[[ Records provided, beginning ]]

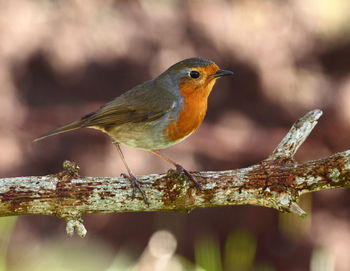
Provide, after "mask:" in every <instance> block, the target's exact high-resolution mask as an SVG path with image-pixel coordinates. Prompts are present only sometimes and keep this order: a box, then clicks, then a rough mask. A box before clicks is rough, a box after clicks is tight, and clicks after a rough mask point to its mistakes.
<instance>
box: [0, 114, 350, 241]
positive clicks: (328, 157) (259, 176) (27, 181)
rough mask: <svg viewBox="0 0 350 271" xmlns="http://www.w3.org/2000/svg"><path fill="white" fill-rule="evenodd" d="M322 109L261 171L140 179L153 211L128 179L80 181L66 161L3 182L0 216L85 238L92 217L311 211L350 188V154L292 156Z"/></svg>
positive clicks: (238, 170)
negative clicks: (244, 209) (56, 227)
mask: <svg viewBox="0 0 350 271" xmlns="http://www.w3.org/2000/svg"><path fill="white" fill-rule="evenodd" d="M321 115H322V112H321V110H314V111H311V112H309V113H308V114H306V115H305V116H304V117H302V118H301V119H299V120H298V121H296V122H295V123H294V125H293V127H292V128H291V129H290V131H289V132H288V134H287V135H286V136H285V137H284V138H283V140H282V141H281V143H280V144H279V145H278V146H277V148H276V149H275V150H274V151H273V153H272V155H271V156H269V157H268V158H267V159H266V160H263V161H261V162H259V163H257V164H256V165H253V166H250V167H247V168H243V169H236V170H226V171H217V172H214V171H206V172H194V173H193V175H194V176H195V177H196V179H197V180H199V181H200V183H201V188H200V189H197V188H195V187H194V186H193V184H192V182H189V181H186V177H185V176H183V175H177V174H176V173H174V171H169V172H168V173H167V174H151V175H147V176H141V177H139V180H140V182H141V184H142V188H143V189H144V190H145V193H146V196H147V199H148V201H149V205H147V204H145V202H144V201H143V199H142V196H141V195H140V194H137V195H136V197H135V198H132V190H133V188H132V186H131V185H130V182H129V181H128V180H127V179H124V178H110V177H82V176H79V167H78V166H77V165H75V164H74V163H71V162H68V161H66V162H64V165H63V166H64V170H63V171H62V172H59V173H56V174H52V175H47V176H38V177H33V176H31V177H16V178H2V179H0V215H1V216H10V215H35V214H41V215H53V216H57V217H60V218H63V219H65V220H66V221H67V233H68V234H69V235H72V234H73V233H74V231H75V232H77V234H79V235H80V236H82V237H83V236H85V234H86V229H85V227H84V225H83V224H82V215H83V214H87V213H112V212H139V211H185V212H189V211H191V210H192V209H194V208H205V207H214V206H227V205H242V204H253V205H259V206H264V207H270V208H275V209H277V210H278V211H282V212H293V213H296V214H298V215H300V216H305V215H306V213H305V212H304V211H303V210H302V209H301V208H300V207H299V206H298V205H297V201H298V199H299V197H300V195H301V194H304V193H308V192H314V191H319V190H325V189H331V188H339V187H349V186H350V151H345V152H341V153H337V154H334V155H332V156H329V157H326V158H323V159H320V160H315V161H309V162H305V163H298V162H296V161H295V160H294V159H293V156H294V154H295V153H296V151H297V150H298V148H299V147H300V146H301V144H302V143H303V142H304V141H305V139H306V138H307V136H308V135H309V134H310V132H311V131H312V129H313V128H314V127H315V125H316V124H317V120H318V119H319V117H320V116H321Z"/></svg>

[[ Records provided, end ]]

## [Action item]
Please work out how many lines above contain the string "positive", and reply with that number alone.

## [Written answer]
2